Copy nothing but the lines below running from the line containing "# put one marker per instance of the gray" through the line containing "# put one marker per instance of the front grille;", both end lines included.

_DATA FOR ANALYSIS_
-------
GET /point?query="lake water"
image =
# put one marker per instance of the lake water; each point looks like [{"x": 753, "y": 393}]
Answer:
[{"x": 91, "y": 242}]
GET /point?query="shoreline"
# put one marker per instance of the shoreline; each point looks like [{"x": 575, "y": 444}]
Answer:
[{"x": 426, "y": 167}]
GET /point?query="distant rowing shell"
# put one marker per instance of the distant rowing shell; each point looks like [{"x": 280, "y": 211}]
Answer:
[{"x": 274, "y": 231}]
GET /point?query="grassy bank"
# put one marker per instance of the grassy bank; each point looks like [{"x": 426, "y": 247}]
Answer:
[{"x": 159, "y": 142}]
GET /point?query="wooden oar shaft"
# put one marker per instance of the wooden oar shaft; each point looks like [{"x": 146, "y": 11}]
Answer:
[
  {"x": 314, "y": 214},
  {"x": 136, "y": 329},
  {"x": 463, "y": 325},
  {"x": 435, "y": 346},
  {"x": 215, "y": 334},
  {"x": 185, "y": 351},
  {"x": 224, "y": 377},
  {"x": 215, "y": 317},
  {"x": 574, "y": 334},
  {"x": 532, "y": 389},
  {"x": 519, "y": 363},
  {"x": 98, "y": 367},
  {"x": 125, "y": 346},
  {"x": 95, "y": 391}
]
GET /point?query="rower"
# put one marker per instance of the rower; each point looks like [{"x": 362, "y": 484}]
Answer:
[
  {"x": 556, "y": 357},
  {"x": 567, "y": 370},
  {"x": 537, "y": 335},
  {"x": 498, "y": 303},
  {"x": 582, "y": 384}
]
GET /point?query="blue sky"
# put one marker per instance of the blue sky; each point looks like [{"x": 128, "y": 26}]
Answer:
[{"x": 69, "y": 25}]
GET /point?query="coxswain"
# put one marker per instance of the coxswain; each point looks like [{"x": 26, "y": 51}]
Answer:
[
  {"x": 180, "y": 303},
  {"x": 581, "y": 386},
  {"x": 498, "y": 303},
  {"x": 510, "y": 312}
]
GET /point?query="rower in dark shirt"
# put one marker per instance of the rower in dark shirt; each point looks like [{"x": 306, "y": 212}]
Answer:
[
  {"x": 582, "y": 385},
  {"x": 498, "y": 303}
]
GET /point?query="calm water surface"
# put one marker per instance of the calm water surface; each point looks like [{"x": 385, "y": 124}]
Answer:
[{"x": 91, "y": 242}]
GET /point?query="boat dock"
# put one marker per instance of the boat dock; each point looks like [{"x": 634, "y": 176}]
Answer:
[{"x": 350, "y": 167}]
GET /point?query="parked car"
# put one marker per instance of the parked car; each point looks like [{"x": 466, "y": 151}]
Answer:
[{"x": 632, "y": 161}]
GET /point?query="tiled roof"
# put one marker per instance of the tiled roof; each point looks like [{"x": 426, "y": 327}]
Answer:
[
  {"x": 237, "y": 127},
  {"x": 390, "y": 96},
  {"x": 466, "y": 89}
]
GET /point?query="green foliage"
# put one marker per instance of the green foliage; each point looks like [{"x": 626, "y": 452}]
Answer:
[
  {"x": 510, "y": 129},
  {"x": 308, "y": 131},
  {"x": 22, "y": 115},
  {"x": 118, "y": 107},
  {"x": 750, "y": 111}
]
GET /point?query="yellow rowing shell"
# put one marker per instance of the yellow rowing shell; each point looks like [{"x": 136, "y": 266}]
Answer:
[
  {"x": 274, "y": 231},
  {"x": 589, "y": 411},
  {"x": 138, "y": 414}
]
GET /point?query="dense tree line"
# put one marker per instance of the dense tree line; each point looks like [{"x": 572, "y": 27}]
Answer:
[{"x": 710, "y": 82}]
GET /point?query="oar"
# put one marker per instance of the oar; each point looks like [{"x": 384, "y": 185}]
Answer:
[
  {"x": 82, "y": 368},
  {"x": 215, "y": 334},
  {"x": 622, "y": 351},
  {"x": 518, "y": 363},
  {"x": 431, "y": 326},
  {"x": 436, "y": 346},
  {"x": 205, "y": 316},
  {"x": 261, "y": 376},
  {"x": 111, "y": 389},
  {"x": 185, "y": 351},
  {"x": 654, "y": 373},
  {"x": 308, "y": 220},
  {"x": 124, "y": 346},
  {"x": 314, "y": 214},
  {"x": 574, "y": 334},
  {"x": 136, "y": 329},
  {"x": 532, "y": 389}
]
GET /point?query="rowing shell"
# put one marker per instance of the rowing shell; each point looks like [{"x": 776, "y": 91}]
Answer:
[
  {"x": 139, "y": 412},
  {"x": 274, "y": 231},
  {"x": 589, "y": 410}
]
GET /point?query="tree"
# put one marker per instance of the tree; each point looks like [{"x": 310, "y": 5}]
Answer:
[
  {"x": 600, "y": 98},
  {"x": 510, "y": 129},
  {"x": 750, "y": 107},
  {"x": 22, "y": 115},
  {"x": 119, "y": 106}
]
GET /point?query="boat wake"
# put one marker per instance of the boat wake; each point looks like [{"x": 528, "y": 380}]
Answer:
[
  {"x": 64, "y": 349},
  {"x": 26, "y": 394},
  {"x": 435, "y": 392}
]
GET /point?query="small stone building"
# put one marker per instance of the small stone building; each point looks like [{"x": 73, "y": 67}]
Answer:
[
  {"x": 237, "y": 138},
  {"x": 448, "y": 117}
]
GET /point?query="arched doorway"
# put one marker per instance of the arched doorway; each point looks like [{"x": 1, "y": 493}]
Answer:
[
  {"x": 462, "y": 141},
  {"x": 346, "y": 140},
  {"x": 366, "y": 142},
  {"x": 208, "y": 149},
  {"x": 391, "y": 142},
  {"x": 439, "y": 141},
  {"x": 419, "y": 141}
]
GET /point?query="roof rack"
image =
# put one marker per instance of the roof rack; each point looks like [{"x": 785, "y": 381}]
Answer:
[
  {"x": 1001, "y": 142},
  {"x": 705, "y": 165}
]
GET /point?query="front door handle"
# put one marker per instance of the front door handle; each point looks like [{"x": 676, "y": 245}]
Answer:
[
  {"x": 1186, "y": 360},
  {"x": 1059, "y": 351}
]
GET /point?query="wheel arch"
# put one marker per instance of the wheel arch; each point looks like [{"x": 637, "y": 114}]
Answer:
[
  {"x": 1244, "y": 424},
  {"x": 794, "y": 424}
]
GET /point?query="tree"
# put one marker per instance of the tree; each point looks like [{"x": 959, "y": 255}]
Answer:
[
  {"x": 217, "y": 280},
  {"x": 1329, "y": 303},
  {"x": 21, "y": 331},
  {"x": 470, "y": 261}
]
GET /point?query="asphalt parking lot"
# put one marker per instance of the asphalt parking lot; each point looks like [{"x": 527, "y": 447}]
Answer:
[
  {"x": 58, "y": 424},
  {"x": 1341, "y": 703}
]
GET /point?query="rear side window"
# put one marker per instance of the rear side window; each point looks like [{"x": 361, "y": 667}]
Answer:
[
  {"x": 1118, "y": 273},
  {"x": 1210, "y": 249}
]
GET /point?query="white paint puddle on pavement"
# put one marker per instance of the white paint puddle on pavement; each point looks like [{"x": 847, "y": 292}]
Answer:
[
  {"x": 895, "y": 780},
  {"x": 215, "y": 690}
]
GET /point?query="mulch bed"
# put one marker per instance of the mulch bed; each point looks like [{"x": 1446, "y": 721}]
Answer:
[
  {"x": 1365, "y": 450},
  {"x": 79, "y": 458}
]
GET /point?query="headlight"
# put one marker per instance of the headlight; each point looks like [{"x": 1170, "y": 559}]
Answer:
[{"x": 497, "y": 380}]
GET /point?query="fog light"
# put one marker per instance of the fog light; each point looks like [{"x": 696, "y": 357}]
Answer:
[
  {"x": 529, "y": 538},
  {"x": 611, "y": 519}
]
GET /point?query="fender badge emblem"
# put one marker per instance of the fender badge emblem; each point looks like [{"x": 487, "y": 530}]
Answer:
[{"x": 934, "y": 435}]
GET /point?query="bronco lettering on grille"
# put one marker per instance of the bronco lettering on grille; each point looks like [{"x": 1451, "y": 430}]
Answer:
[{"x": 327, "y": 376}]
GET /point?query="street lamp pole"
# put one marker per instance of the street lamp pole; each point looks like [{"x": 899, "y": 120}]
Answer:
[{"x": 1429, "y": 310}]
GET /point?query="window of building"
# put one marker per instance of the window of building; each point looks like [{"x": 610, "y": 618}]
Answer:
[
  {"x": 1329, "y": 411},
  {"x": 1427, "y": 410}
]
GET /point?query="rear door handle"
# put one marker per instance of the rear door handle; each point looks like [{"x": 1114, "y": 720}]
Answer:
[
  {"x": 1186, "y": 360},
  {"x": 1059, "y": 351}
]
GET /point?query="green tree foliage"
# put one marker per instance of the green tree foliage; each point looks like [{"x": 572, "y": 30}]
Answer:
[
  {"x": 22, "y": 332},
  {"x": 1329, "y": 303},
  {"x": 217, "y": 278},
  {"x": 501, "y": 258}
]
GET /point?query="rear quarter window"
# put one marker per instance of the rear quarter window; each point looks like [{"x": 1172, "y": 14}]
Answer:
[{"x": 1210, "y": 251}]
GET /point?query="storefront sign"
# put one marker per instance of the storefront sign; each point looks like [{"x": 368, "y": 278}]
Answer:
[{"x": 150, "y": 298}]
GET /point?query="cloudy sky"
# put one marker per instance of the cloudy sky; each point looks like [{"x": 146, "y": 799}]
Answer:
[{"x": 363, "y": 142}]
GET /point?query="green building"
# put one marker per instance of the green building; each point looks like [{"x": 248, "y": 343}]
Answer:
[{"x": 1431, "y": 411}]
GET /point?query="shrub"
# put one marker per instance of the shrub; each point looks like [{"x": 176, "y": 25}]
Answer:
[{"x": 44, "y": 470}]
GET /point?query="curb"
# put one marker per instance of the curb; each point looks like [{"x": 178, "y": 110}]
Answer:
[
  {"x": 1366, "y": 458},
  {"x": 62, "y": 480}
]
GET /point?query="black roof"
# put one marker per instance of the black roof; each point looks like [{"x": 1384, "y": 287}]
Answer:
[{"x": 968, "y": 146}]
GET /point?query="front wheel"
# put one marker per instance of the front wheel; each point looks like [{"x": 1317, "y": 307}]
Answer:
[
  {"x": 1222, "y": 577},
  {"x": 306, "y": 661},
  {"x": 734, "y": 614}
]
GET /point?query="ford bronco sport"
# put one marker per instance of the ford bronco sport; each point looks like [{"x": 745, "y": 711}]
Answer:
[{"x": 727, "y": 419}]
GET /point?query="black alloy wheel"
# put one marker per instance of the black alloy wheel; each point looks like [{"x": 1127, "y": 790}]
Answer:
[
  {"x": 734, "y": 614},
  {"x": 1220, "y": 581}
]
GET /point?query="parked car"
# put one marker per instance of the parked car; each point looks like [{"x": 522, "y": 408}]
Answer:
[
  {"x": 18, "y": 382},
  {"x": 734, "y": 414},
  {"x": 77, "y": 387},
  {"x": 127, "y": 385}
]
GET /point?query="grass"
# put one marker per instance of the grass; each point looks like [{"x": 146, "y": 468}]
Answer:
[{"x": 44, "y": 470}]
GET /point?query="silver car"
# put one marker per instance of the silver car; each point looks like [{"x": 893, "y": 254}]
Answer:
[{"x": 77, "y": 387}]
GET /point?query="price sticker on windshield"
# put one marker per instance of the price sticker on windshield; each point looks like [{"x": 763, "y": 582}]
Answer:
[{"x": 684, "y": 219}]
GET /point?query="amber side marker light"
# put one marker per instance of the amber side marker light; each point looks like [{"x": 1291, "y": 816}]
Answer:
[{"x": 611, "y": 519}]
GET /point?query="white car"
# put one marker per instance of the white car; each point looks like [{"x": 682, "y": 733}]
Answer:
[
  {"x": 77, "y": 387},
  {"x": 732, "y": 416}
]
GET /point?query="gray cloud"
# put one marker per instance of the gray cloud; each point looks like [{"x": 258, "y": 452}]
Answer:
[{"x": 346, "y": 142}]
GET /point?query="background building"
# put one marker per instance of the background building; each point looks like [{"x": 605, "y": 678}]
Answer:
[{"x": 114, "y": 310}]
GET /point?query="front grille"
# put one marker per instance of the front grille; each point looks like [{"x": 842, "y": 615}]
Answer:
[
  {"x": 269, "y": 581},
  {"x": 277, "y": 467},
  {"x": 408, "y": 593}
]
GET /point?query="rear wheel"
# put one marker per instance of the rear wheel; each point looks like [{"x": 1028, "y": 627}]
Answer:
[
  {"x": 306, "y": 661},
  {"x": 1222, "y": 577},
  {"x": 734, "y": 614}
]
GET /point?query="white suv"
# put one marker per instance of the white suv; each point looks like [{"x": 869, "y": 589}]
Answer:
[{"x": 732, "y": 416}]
-------
_THE ANSWER_
# put one marker per instance of the gray cloud; each point looks like [{"x": 258, "y": 452}]
Answer:
[{"x": 346, "y": 142}]
GET /point?query="background building"
# put one marker per instance of the background building; each point looks like [{"x": 605, "y": 678}]
Answer:
[{"x": 114, "y": 310}]
GET /point?query="front grille"
# put one marker per instance of the front grille; each point looks like [{"x": 842, "y": 615}]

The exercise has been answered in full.